## Region pointing data
++++++
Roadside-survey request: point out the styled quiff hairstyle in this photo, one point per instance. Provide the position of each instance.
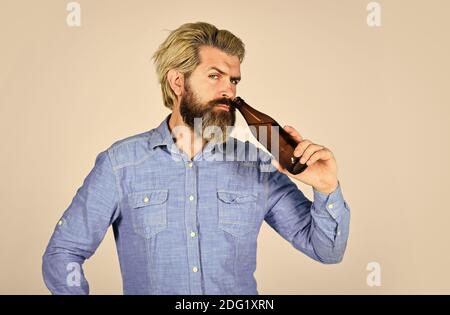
(180, 51)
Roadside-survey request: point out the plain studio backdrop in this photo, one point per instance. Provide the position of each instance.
(377, 96)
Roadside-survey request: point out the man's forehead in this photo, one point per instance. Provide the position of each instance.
(213, 58)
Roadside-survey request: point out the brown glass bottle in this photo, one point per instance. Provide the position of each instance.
(264, 126)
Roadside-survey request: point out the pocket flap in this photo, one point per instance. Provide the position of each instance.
(235, 197)
(148, 197)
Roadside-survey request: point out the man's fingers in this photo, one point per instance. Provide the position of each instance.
(293, 132)
(310, 151)
(323, 154)
(301, 147)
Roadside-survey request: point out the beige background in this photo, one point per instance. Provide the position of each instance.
(378, 97)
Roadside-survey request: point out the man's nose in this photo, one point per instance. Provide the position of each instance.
(228, 91)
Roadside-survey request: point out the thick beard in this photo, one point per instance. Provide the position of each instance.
(191, 108)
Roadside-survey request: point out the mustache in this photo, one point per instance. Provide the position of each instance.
(218, 101)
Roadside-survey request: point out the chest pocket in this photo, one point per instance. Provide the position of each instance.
(237, 212)
(149, 212)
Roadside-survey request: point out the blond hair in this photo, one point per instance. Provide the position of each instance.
(180, 51)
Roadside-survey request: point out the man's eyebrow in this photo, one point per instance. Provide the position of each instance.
(223, 72)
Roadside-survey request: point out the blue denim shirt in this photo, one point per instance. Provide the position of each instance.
(188, 226)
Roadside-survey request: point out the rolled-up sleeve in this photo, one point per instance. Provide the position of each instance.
(81, 229)
(319, 229)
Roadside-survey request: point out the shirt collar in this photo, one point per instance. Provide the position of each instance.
(163, 137)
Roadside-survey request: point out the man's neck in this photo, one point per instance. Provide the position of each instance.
(186, 140)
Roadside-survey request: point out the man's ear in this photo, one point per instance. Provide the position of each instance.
(176, 81)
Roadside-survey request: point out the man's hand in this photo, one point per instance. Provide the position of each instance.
(321, 172)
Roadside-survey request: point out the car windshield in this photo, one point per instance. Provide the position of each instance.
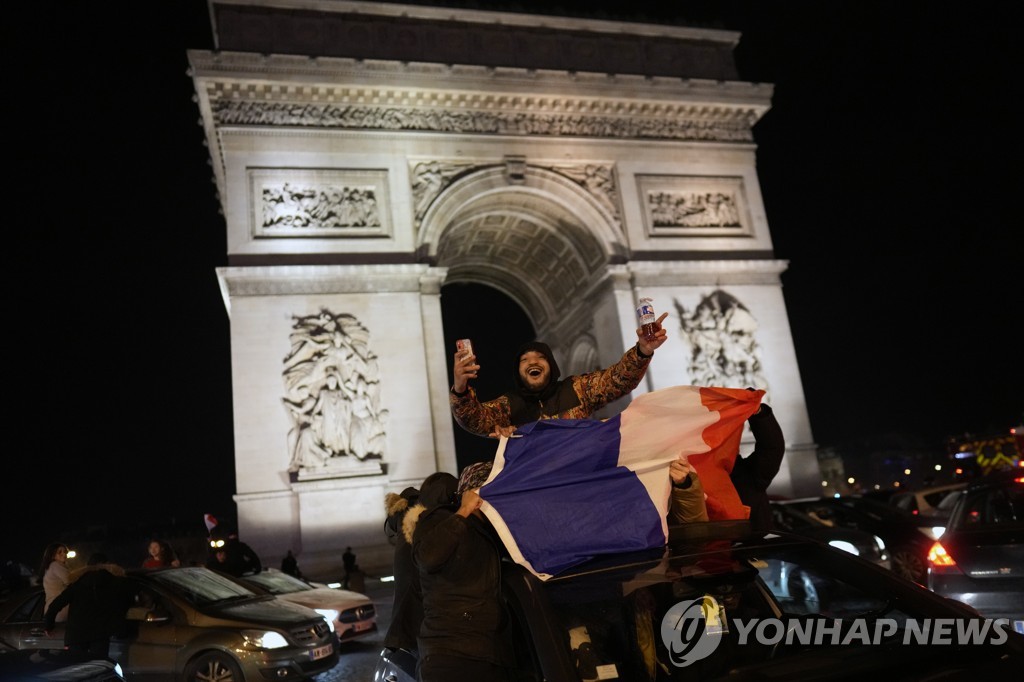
(275, 583)
(201, 586)
(991, 507)
(622, 621)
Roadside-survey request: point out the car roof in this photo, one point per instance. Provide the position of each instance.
(684, 540)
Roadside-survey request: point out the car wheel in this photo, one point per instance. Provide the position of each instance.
(214, 667)
(907, 563)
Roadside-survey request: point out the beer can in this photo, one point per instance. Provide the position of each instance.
(646, 317)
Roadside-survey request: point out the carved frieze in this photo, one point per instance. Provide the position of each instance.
(318, 203)
(693, 206)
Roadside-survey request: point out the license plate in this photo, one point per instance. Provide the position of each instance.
(321, 652)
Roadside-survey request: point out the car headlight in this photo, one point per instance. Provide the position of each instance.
(264, 639)
(845, 546)
(329, 614)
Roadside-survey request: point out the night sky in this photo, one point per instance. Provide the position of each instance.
(889, 166)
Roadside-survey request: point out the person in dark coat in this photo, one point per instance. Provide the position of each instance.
(753, 474)
(458, 556)
(407, 608)
(98, 598)
(539, 392)
(232, 556)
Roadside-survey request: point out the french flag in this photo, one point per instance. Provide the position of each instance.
(563, 491)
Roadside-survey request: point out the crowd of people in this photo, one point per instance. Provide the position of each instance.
(446, 610)
(448, 556)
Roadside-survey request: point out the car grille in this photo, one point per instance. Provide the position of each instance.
(358, 613)
(312, 633)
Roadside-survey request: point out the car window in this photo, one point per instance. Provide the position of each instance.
(201, 586)
(614, 626)
(279, 583)
(994, 507)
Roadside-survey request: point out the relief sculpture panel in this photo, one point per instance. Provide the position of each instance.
(332, 395)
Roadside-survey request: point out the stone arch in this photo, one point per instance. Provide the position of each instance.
(543, 241)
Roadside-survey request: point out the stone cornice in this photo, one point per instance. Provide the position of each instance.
(304, 280)
(704, 112)
(705, 272)
(318, 75)
(395, 10)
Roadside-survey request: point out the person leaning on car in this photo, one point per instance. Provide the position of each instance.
(98, 598)
(459, 561)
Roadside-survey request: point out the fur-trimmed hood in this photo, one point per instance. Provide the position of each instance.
(438, 489)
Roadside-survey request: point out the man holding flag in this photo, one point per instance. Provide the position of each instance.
(540, 393)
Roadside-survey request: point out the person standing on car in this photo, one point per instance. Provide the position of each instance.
(753, 474)
(98, 598)
(54, 573)
(459, 560)
(230, 555)
(348, 561)
(540, 393)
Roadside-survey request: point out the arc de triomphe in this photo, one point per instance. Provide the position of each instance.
(367, 155)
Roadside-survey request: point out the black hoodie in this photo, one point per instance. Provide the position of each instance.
(527, 406)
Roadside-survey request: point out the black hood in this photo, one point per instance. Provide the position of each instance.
(438, 489)
(526, 406)
(549, 389)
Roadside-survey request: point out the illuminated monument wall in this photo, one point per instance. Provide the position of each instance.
(366, 160)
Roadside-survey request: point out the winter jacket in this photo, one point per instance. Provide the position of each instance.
(753, 474)
(98, 596)
(407, 609)
(577, 396)
(459, 562)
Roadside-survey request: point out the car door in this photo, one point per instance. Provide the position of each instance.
(23, 629)
(154, 638)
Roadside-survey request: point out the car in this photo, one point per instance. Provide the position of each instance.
(352, 614)
(32, 665)
(980, 558)
(926, 503)
(859, 543)
(192, 624)
(906, 543)
(721, 602)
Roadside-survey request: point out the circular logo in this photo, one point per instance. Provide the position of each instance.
(691, 630)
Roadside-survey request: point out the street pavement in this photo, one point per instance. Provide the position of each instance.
(358, 657)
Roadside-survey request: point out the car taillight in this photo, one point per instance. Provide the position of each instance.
(939, 560)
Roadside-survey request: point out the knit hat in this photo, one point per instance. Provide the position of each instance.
(474, 476)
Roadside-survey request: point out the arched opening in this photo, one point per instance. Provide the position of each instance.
(498, 327)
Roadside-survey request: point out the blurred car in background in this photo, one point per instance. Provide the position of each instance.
(927, 503)
(352, 614)
(29, 666)
(608, 619)
(193, 625)
(980, 558)
(905, 542)
(854, 541)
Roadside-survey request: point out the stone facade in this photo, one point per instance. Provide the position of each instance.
(355, 185)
++++++
## WHAT YOU HAVE TO DO
Please keep every line of the data the same when you reproduce it, and keep every picture out.

## YOUR RESPONSE
Roadside-survey request: point out the styled quiff hairstyle in this photo, one point per instance. Provide the position of each instance.
(180, 51)
Roadside-survey request: point out the plain studio backdrop in this photo, one point per instance. Provide the position of each instance.
(377, 96)
Roadside-survey request: point out the man's forehead in this photo, one point per instance. Provide the position of each instance.
(213, 58)
Roadside-survey request: point out the brown glass bottle in this photo, one point per instance. Provide the position of each instance.
(264, 126)
Roadside-survey request: point out the pocket flap in this photo, one point per instance. Provide the position of each instance.
(235, 197)
(148, 197)
Roadside-survey request: point out the man's fingers in this photo, one point per instance. Provide the position of each instance.
(293, 132)
(310, 151)
(323, 154)
(301, 147)
Roadside-survey request: point out the beige background in this photo, one point per instance. Provide the position of each instance.
(378, 97)
Roadside-survey request: point out the man's nose in this photo, one point per instance. Provide the position of each instance.
(228, 91)
Roadside-survey request: point out the thick beard in this photo, one point per instance. Provide the position of each instance.
(191, 108)
Roadside-survey request: point out the mustache in this photo, one point per instance. Provide the position of each instance.
(218, 101)
Roadside-survey request: point out the chest pocket in this photo, one point per instance. Provide the position of each instance.
(237, 212)
(149, 212)
Roadside-survey request: point out the blond hair in this photo, one point per instance. Provide the position of each instance.
(180, 51)
Roadside-survey request: point out the man's eyebrow in this photo, one point per instance. Provide the position of each instance.
(223, 72)
Roadside-survey request: point out the blue denim shirt in this photo, one point per instance. Provide the position of each instance.
(188, 226)
Roadside-survey request: point out the rolled-up sleeve in this photo, one point per instance. Provide the position of each instance.
(81, 229)
(319, 229)
Roadside-survey request: point out the shirt collar in this photo, one point per instance. Provide the position of each instance.
(163, 137)
Roadside-survey request: point out the man's neck in this photo, one point per instance. Provide the position of each instance.
(186, 140)
Roadside-survey request: point out the man's ear in this photo, one point per instance. Provide the position of each instance.
(176, 81)
Roadside-survey request: point out the man's hand in this photo, one point per instance. Provide the position of each instance.
(321, 172)
Roadside-survey request: point out the car windshield in this photo, one point per instance. Provide the position of each instance.
(275, 583)
(201, 586)
(991, 507)
(622, 621)
Roadside-survey request: point out the car roof in this photo, one point per instance. Provide the position of each instance.
(684, 540)
Roadside-survey request: point out the car wheel in this photo, one point per instance. Provide the position of each instance.
(214, 667)
(907, 563)
Roadside-survey request: point out the beer can in this photo, one point per instance. Provide the position of each instance.
(646, 317)
Roadside-survey request: point out the carved frieze in this photo, one point per instance. Provide the position of each instance.
(318, 203)
(693, 206)
Roadside-survey request: point out the license plate in this photo, one point per instance. Provide the position of each instance.
(321, 652)
Roadside-survey request: point out the car headlight in this photo, one point per instance. Provide the position of each instance.
(264, 639)
(845, 546)
(329, 614)
Roadside-survey request: point out the night sky in this photo, one point per instance. Provide the position of each instance.
(889, 166)
Roadside-survey request: point out the person in dark coat in this photo, one point per instance. Provide the position of each instance.
(753, 474)
(458, 556)
(407, 608)
(98, 598)
(539, 392)
(232, 556)
Roadside-survey request: point out the french flag in this photo, one point per instance. Provide the position of each instance.
(563, 491)
Roadside-survey request: point out the crowd of people in this photo, one point per instance. Provide the position of each instance.
(446, 610)
(448, 556)
Roadside-survey request: point out the car grille in this photo, one point per instance. Provide the position of each instance.
(358, 613)
(312, 633)
Roadside-survey request: point out the car window in this photo, one point per instance. Provide the position of each instance.
(201, 586)
(614, 626)
(279, 583)
(994, 507)
Roadside-survey request: point out the relief sculpture panel in this photo, one point per instance. Provide the position of each instance.
(332, 395)
Roadside-survey request: point out the stone arch in this photo, one point per instance. Provide the position of each instance.
(543, 241)
Roadside-survey request: point out the stone cornice in this photo, one point per instance. Provide the position of each instance.
(304, 280)
(704, 112)
(705, 272)
(318, 75)
(395, 10)
Roadside-survey request: point out the person leaning on car in this photo, one point per instance. Provide the position of each instance.
(98, 598)
(459, 561)
Roadside-survey request: point out the fur-trimmed hood in this photo, one point per instance. Provide the position of each instance.
(438, 489)
Roadside-survey request: point out the man holding flag in this photo, one point per instance. Provide the position of each instance.
(540, 393)
Roadside-survey request: point out the person standing on car in this photo, one point per instance. Provide the position of each instance.
(753, 474)
(98, 598)
(54, 573)
(459, 560)
(230, 555)
(348, 561)
(540, 393)
Roadside-survey request: point out the arc de triomphe in this photo, one point per instance. Provide the position of each instance.
(367, 155)
Roadside-survey request: point out the black hoodie in this photo, one point per instance. Provide the position of each instance.
(527, 406)
Roadside-survey request: point out the black hood in this photo, one point per instance. Provide the position of each instance.
(438, 489)
(526, 406)
(549, 389)
Roadside-survey request: point out the illuminated monument wall in this photo, one point per instance. Provide the position of each instance.
(366, 160)
Roadside-survey request: point out the winter jacket in this photo, one point per instance. Provide the position of each instance.
(753, 474)
(98, 596)
(407, 609)
(577, 396)
(459, 562)
Roadside-survey request: point out the car door in this photo, one point per instance. Provide the position of each instance.
(23, 629)
(154, 638)
Roadside-survey request: point out the car in this photo, one point per instance. Provide the position of each instance.
(352, 614)
(32, 665)
(980, 558)
(926, 503)
(859, 543)
(192, 624)
(906, 543)
(721, 602)
Roadside-survey request: point out the circular logo in this photo, one point per instance. Provide the position of each instance.
(691, 630)
Roadside-survey request: point out the street pavement in this photo, one point per instance. Provide the position of each instance.
(358, 657)
Roadside-survey request: point out the car taillight in this photo, one point per instance. Provide the position of each instance.
(939, 560)
Roadside-survey request: point out the knit hat in this photo, one point per instance. Provide the position of each instance.
(474, 476)
Roadside-survey request: point out the arched opening in this photo, one point per instance. Provide the position of each instance.
(498, 327)
Roadside-survey request: point out the blurred car in background in this photo, one point per instance. Provide the position of each instance.
(927, 503)
(352, 614)
(29, 666)
(608, 619)
(193, 625)
(980, 558)
(905, 542)
(854, 541)
Roadside-survey request: point out the stone facade in this photo, one point per instance. Provide the position of each instance.
(355, 185)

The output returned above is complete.